§ CONSEGNA:
Conta quante righe delle voci qui sotto contengono la parola "evergreen". Scrivi soltanto il numero.

§ MATERIALE FORNITO:
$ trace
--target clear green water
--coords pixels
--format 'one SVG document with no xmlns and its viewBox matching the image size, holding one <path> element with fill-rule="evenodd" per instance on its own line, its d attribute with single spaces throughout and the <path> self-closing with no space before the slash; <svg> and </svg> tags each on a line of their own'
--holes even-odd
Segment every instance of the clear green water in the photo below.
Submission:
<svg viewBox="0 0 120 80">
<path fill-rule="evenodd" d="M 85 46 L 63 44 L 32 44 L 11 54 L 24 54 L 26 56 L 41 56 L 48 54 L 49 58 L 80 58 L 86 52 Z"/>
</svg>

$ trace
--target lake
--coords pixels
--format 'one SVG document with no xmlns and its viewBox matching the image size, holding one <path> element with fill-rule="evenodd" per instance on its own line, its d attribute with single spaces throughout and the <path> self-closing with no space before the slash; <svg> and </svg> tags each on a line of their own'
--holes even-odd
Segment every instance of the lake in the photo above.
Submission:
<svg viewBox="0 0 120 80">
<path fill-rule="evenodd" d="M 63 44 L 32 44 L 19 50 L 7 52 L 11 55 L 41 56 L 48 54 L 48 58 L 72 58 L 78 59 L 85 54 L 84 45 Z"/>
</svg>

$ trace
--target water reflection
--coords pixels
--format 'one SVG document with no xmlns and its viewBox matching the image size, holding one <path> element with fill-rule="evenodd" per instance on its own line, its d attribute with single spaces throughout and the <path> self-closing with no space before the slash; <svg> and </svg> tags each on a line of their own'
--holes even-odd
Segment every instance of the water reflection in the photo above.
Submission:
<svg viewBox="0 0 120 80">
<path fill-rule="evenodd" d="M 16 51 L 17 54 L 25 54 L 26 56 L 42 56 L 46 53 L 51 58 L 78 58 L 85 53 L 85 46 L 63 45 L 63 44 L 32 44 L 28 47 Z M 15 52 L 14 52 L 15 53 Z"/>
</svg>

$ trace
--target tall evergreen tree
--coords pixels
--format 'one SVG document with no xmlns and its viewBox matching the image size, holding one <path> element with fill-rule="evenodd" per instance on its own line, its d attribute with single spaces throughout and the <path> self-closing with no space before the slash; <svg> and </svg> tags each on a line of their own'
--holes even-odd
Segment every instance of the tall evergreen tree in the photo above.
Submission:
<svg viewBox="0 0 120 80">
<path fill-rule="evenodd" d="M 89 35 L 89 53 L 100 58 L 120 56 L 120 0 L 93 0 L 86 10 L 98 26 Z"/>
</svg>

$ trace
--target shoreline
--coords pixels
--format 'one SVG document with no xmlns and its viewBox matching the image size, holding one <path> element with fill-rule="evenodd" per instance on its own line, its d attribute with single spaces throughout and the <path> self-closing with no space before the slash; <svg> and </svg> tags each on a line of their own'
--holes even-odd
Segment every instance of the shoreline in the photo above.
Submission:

§ RISULTATO:
2